_SOURCE PASSAGE_
= Beginning of Section =
He said it was important for mining companies to employ mining methods and technologies that guaranteed sustainability.
Musukwa said this during the opening of the 5th National Conference on Occupational Safety, Healthy and Environment held by the Zambia Chamber of Mines in Ndola, Thursday.
“Our desire is to have a growing mining industry, using technology that generates benefits with zero negative impacts on communities. Therefore, mining companies should employ mining methods and technologies that guarantee sustainability. The increase in mineral production should not be at the expense of human life,” Musukwa said.
“Government has in the recent past expressed serious concern over the high incidences of mine and industrial accidents that have continued to occur, and has called for necessary measures to curb the trend. Therefore government calls for more concerted efforts by all players in the industry to improve our occupational safety and health systems…Regrettably, environmental and occupational safety issues have continued to emerge, and to some extent still dominate debate nationally and globally. Environmental activities that were undertaken in the past have continued to be of concern.”
= End of Section =
_WHAT IS EXPECTED_
Quote the mining safety passage word for word, beginning at the words "He said it was" and stopping after "in Ndola, Thursday.". You won't need the entries that follow the mining safety passage.

_EXTRACTED RECORDS_
= Beginning of Section =
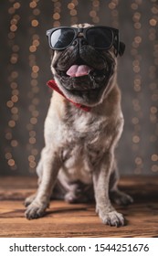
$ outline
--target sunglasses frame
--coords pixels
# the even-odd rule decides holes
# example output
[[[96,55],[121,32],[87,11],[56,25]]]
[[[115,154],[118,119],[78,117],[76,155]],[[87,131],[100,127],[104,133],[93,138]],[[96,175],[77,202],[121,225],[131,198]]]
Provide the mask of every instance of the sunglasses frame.
[[[70,42],[70,44],[68,44],[67,47],[59,48],[52,47],[51,46],[51,35],[52,35],[52,33],[55,32],[56,30],[66,29],[66,28],[68,28],[68,29],[71,29],[72,31],[74,31],[74,37],[73,37],[72,41]],[[87,31],[90,30],[90,29],[95,29],[95,28],[110,29],[111,34],[112,34],[112,40],[111,40],[111,44],[110,47],[108,47],[108,48],[95,48],[96,49],[108,50],[113,46],[114,48],[115,48],[115,55],[117,56],[118,53],[119,53],[119,48],[120,48],[120,35],[119,35],[119,29],[117,29],[117,28],[113,28],[113,27],[106,27],[106,26],[93,26],[93,27],[54,27],[54,28],[47,30],[46,34],[47,34],[47,37],[48,38],[48,44],[49,44],[50,48],[57,49],[57,50],[63,50],[63,49],[68,48],[72,44],[72,42],[78,37],[78,36],[79,34],[81,34],[81,36],[85,39],[87,39],[87,37],[86,37]]]

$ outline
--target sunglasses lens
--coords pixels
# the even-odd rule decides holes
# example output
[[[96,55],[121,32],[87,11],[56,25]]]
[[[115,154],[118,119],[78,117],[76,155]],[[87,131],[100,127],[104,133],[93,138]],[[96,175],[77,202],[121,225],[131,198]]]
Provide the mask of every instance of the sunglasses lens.
[[[87,39],[90,46],[97,48],[110,48],[113,41],[113,33],[109,28],[94,27],[87,31]]]
[[[50,36],[50,45],[53,48],[63,48],[68,47],[74,38],[74,31],[71,28],[59,28]]]

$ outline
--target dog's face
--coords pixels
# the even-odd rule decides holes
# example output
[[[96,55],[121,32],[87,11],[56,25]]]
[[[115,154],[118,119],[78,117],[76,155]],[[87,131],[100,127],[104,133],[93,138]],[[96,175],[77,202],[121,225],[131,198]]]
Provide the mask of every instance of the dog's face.
[[[91,26],[74,26],[88,27]],[[100,103],[116,79],[117,58],[114,50],[114,47],[109,50],[96,49],[81,35],[67,48],[54,50],[51,70],[64,95],[87,106]],[[121,49],[120,54],[122,54]]]

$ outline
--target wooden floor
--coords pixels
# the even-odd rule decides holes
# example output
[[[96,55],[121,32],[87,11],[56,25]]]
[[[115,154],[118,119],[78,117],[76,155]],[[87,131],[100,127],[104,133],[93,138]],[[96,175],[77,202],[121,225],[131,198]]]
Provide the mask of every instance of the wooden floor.
[[[0,237],[156,237],[158,238],[158,176],[122,177],[120,187],[134,198],[128,207],[115,206],[127,224],[103,225],[94,204],[52,201],[39,219],[24,217],[24,199],[34,193],[36,177],[0,176]]]

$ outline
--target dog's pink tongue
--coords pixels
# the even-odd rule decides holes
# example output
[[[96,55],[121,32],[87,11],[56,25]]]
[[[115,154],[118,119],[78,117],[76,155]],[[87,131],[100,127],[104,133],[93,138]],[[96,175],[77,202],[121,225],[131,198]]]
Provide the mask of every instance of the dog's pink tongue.
[[[67,71],[69,77],[82,77],[87,76],[91,70],[90,67],[87,65],[72,65]]]

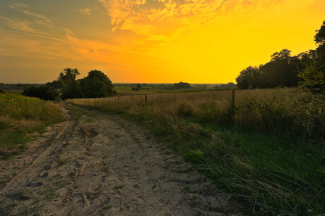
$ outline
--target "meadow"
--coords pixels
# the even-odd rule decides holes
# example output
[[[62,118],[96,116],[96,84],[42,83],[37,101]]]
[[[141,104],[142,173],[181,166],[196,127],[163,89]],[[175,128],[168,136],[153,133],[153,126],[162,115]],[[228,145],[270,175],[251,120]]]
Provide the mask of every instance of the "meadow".
[[[146,125],[246,213],[325,212],[323,96],[236,90],[232,108],[230,91],[133,92],[67,101]]]
[[[18,94],[0,94],[0,158],[23,151],[32,134],[61,121],[60,106]]]

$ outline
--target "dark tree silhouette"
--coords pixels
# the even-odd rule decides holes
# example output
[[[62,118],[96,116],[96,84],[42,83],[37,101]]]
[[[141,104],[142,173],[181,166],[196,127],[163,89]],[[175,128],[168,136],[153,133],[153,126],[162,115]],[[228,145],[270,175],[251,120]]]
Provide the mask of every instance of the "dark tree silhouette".
[[[174,88],[177,89],[191,89],[191,85],[187,82],[180,82],[179,83],[175,83],[174,84]]]
[[[314,40],[317,48],[310,52],[310,60],[305,69],[299,75],[302,89],[314,93],[324,93],[325,89],[325,21],[319,30],[316,31]]]
[[[99,98],[114,94],[112,81],[100,70],[91,70],[86,77],[78,81],[82,91],[85,92],[83,97]]]

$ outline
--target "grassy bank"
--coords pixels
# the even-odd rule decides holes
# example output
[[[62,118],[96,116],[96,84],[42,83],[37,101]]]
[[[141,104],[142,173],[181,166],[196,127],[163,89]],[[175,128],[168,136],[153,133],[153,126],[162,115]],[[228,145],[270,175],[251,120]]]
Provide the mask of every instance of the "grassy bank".
[[[25,148],[30,134],[62,120],[59,104],[36,98],[0,94],[0,158],[10,158]]]
[[[71,103],[142,122],[248,214],[325,213],[324,102],[295,89]],[[230,121],[231,120],[231,121]]]

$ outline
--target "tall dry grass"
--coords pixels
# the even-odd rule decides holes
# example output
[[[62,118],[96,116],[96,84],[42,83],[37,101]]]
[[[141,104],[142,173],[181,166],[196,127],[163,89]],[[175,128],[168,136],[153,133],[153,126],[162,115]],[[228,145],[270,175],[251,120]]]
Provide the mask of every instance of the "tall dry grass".
[[[9,158],[25,148],[30,134],[62,120],[60,105],[38,99],[0,94],[0,157]]]
[[[297,89],[237,90],[235,116],[230,91],[147,99],[69,101],[143,122],[249,215],[325,213],[324,96]]]
[[[237,90],[235,117],[230,117],[230,91],[162,93],[96,99],[71,100],[75,104],[116,112],[160,117],[192,117],[199,121],[234,123],[243,128],[301,138],[308,144],[324,140],[323,96],[297,89]],[[230,122],[234,120],[235,122]]]

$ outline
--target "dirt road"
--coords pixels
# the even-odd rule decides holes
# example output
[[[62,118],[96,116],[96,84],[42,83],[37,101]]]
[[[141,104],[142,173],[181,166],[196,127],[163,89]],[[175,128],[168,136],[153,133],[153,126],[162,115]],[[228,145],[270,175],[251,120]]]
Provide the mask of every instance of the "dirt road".
[[[238,215],[143,127],[77,109],[67,106],[66,121],[1,162],[0,215]]]

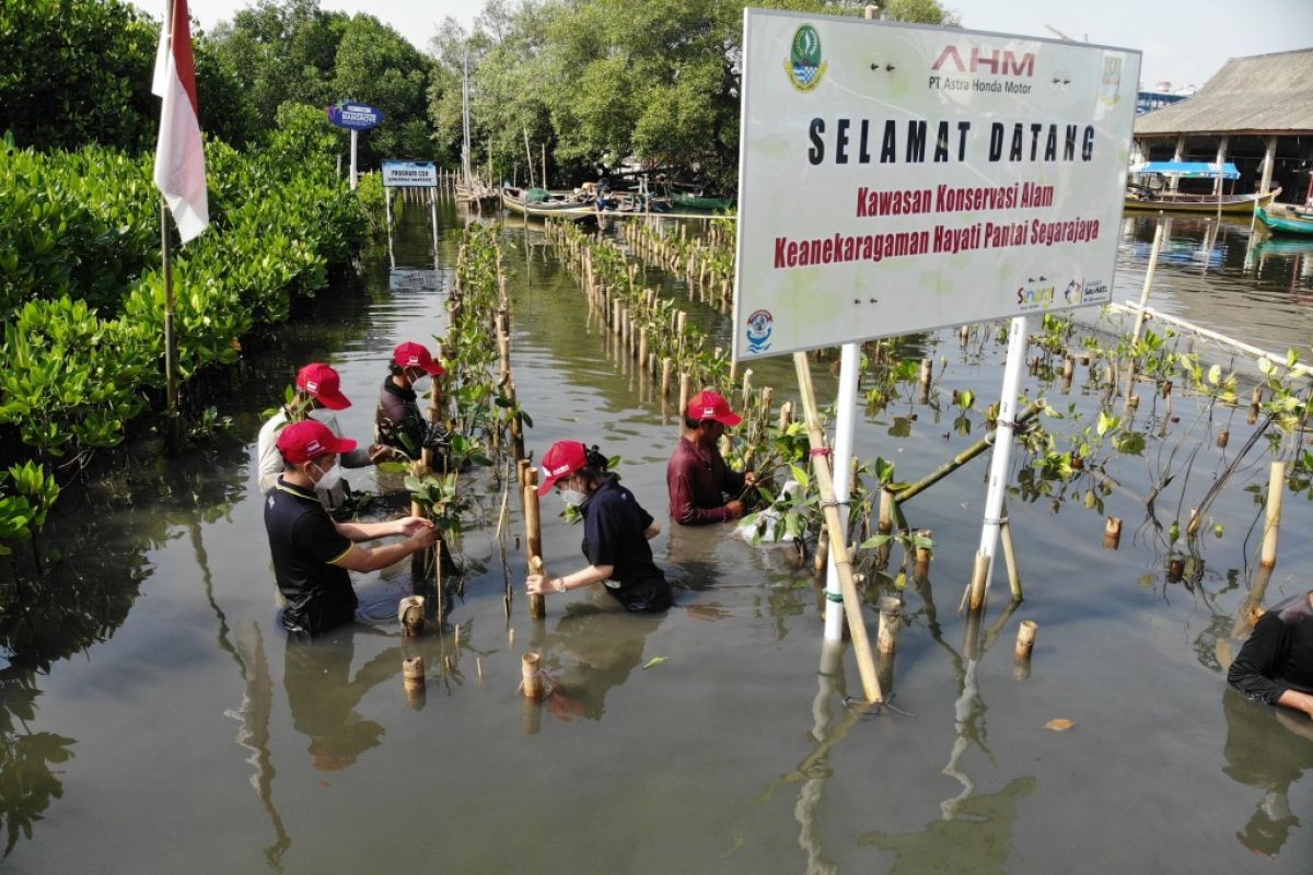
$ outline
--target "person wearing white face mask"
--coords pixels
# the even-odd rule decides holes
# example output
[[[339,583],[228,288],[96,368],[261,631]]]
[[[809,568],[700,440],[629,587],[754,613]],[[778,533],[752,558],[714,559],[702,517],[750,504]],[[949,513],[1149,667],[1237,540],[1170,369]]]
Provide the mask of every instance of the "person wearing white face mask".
= End of Section =
_TASK OUTPUT_
He said it was important for mining companies to employ mining methods and technologies that guaranteed sustainability.
Musukwa said this during the opening of the 5th National Conference on Occupational Safety, Healthy and Environment held by the Zambia Chamber of Mines in Ndola, Thursday.